* **Exercise data**:
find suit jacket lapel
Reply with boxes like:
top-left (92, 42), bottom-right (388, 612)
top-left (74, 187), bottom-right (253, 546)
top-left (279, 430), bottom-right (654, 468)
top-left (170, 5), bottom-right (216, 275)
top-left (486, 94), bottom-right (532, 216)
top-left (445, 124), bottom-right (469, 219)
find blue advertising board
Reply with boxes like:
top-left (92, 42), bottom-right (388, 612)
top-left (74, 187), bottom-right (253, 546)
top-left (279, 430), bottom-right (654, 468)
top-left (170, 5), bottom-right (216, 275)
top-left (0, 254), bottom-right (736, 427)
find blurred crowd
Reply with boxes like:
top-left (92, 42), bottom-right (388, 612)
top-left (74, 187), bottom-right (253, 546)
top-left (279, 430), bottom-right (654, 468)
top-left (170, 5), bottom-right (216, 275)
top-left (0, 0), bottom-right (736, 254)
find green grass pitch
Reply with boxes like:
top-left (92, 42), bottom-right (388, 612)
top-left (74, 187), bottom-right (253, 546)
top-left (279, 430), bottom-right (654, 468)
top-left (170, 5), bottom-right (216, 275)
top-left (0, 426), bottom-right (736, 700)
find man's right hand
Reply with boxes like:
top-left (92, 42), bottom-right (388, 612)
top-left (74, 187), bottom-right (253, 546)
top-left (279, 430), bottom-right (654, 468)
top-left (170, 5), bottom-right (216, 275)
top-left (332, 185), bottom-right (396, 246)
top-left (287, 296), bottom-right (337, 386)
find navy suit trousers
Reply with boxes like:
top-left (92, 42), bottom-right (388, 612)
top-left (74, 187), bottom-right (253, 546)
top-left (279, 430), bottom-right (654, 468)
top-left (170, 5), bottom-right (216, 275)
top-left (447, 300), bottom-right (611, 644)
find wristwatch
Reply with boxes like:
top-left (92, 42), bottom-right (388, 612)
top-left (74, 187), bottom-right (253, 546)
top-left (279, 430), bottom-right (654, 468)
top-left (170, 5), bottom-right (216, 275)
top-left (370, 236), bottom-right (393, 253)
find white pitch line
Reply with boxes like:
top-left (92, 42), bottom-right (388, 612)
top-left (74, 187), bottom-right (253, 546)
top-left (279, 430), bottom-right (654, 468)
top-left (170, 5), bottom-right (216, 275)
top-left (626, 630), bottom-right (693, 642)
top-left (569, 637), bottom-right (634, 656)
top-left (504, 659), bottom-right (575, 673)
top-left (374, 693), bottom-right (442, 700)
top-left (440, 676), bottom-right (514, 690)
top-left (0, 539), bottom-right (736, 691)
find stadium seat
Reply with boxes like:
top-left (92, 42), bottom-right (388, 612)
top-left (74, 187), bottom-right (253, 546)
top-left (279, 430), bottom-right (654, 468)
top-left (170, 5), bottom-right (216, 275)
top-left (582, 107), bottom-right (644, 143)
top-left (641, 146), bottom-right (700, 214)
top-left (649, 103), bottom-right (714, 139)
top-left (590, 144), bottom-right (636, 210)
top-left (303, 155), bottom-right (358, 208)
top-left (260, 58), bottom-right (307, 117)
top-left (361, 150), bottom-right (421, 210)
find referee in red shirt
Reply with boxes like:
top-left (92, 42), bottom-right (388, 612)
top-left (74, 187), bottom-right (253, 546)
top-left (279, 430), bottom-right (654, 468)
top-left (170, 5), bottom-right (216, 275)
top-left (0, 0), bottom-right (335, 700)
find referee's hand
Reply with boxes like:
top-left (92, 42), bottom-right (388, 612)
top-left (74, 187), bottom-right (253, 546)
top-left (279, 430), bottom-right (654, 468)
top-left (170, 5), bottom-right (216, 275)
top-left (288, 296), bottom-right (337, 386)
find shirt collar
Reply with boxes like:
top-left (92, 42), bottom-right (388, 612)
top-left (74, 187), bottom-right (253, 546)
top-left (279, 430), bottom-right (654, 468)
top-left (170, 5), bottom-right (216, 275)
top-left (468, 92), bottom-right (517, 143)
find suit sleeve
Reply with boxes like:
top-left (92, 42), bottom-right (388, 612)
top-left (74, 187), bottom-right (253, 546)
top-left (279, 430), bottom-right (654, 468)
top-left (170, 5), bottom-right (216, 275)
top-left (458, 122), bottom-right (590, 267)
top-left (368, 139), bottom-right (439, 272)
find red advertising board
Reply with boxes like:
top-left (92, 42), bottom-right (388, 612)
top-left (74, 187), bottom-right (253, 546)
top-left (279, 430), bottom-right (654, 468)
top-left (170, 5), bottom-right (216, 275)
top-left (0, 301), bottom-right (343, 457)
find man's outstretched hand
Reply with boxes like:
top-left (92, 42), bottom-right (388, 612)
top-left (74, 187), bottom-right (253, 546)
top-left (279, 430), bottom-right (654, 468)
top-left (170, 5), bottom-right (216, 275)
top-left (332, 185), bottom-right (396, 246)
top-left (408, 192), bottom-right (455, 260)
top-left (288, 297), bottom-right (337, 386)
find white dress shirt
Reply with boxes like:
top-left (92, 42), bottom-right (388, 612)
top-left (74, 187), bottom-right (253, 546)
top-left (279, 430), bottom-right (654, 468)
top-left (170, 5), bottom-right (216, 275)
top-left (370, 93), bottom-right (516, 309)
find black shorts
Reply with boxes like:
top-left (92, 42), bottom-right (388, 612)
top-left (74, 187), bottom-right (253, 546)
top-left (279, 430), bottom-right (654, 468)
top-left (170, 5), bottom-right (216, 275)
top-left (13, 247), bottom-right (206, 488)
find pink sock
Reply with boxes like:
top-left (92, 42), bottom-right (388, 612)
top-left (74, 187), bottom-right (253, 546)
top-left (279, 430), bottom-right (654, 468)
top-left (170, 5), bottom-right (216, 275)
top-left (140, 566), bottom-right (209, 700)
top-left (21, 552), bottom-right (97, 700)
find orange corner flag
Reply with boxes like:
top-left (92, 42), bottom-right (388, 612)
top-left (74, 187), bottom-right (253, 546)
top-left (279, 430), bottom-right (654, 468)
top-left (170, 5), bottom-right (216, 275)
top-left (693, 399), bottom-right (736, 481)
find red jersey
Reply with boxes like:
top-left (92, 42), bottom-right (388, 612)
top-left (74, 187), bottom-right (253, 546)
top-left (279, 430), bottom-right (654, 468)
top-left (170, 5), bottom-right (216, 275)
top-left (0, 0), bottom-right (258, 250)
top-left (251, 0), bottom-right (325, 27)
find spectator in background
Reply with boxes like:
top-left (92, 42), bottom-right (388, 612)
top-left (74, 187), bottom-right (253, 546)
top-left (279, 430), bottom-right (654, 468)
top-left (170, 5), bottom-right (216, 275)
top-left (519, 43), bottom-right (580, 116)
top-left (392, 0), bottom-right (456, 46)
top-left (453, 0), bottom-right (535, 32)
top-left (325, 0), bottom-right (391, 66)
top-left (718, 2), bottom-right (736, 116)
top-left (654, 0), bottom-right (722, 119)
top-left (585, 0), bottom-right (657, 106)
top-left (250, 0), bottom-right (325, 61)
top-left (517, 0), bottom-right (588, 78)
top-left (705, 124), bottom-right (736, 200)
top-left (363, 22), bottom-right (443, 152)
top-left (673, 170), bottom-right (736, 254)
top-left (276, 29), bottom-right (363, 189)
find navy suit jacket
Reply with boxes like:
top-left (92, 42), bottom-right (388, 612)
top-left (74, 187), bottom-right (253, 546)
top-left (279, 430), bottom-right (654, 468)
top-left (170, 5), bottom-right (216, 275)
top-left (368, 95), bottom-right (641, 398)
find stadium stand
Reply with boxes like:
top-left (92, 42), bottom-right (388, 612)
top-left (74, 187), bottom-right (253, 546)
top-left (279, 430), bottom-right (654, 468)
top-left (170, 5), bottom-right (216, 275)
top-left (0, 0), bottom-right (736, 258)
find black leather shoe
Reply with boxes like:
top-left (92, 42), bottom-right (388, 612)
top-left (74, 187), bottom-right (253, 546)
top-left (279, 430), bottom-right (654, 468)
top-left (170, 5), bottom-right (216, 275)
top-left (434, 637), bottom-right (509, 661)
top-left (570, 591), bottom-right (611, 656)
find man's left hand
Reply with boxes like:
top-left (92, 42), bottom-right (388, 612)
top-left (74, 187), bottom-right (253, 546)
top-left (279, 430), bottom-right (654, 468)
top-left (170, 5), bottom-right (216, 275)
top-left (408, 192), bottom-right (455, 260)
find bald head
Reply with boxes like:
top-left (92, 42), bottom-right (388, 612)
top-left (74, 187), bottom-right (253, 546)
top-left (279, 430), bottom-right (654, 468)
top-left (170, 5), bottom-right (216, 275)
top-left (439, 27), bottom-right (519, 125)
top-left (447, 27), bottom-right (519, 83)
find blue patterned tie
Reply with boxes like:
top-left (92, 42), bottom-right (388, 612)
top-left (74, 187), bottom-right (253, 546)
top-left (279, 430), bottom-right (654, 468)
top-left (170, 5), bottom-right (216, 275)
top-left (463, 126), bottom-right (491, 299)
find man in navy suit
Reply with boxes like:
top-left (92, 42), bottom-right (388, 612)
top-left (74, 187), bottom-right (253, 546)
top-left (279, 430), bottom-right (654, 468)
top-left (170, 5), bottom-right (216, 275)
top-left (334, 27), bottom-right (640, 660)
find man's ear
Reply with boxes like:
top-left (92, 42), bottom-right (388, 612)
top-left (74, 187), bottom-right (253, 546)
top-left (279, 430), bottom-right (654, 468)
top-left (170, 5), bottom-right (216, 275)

* **Given exercise**:
Convert everything in the records from the line containing "find navy suit trousers" down to the line containing "top-left (0, 539), bottom-right (736, 691)", both included, into a Markdown table with the columns Row and Text. Number each line in Row, place the line itself in Text, and omit blank lines.

* **Written solution**:
| Row | Text |
|---|---|
| 1 | find navy suit trousers |
| 2 | Reply with boxes like: |
| 3 | top-left (92, 42), bottom-right (388, 612) |
| 4 | top-left (74, 187), bottom-right (253, 546) |
| 5 | top-left (279, 430), bottom-right (654, 468) |
| 6 | top-left (170, 5), bottom-right (216, 275) |
| 7 | top-left (447, 300), bottom-right (611, 644) |
| 8 | find wristwatch |
| 9 | Reply with boxes like: |
| 10 | top-left (92, 42), bottom-right (388, 612) |
| 11 | top-left (74, 187), bottom-right (253, 546) |
| 12 | top-left (279, 430), bottom-right (654, 468) |
| 13 | top-left (170, 5), bottom-right (216, 275) |
| 14 | top-left (370, 236), bottom-right (393, 253) |
| 15 | find white pitch line |
| 16 | Reply with boxes like: |
| 17 | top-left (92, 42), bottom-right (388, 612) |
| 18 | top-left (74, 187), bottom-right (253, 546) |
| 19 | top-left (279, 430), bottom-right (654, 468) |
| 20 | top-left (170, 5), bottom-right (216, 275) |
| 21 | top-left (626, 630), bottom-right (693, 642) |
| 22 | top-left (569, 637), bottom-right (634, 656) |
| 23 | top-left (504, 659), bottom-right (575, 673) |
| 24 | top-left (374, 693), bottom-right (442, 700) |
| 25 | top-left (440, 676), bottom-right (514, 690) |
| 26 | top-left (0, 539), bottom-right (736, 691) |